RECORDS SHOWN start
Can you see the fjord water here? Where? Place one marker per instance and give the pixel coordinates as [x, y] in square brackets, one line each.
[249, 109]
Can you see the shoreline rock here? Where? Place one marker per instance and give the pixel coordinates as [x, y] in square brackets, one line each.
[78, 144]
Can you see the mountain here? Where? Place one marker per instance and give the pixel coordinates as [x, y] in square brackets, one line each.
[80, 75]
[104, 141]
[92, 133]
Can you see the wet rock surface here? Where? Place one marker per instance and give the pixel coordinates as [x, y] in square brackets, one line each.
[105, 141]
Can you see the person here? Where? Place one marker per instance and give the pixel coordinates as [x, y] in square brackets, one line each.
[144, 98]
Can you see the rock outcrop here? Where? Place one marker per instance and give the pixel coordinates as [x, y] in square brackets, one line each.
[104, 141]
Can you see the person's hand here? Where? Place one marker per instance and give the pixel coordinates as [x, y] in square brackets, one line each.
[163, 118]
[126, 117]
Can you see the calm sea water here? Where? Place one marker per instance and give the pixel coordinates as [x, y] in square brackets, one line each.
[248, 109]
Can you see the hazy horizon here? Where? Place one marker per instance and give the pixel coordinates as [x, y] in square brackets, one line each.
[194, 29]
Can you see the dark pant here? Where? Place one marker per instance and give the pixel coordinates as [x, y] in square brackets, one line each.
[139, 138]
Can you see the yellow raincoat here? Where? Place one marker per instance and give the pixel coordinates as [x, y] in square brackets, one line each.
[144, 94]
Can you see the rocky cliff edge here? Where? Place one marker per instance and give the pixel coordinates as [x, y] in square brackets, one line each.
RECORDS SHOWN end
### REQUIREMENTS
Type out the entries again, word for word.

### COMPLETE OUTPUT
Can you see the fjord water here? Where? Place one marker per instance and give the pixel coordinates as [x, y] in square brackets, one line each.
[249, 109]
Can you see the shoreline rock here? Where? Place one marker per instance and give the pixel coordinates as [x, y] in square brackets, one line each.
[78, 144]
Can you see the mountain here? Where? Place one marker per instance and give the pixel coordinates as [x, y] in square brackets, one line each.
[80, 75]
[104, 141]
[92, 133]
Can you see the wet rock surface here? Where? Place one marker per instance and give the pixel coordinates as [x, y] in square brackets, one line each.
[105, 141]
Can you see the person here? Where? Place one marker per instance and give the pixel coordinates as [x, y] in square brackets, one line each.
[144, 98]
Can you see the rock outcrop here? Where? Place one marker per instance and give the pixel coordinates as [x, y] in square brackets, one line each.
[104, 141]
Can you see the person's hand here? Where? Place one marker per instance and give the pixel coordinates as [x, y] in square brackets, one line each.
[163, 118]
[126, 117]
Can you see the calm sea water here? Where? Place one marker per instance and give the pixel coordinates as [x, y] in square brackets, one line each.
[248, 109]
Can you see the hazy horizon here? Where? Place one marker per instance and give the pixel coordinates as [x, y] in square brackets, one line each.
[194, 29]
Can you see the dark pant here? Where? Place one marker per instance and give the pixel coordinates as [x, y] in square brackets, one line each.
[139, 138]
Can you see the yellow raincoat here? Where? Place one marker per instance and give the pixel coordinates as [x, y] in square brackets, one line each.
[144, 94]
Can you see the rocky cliff edge here? Where? Place one marker per instance and give the pixel coordinates as [x, y] in square brackets, one line each.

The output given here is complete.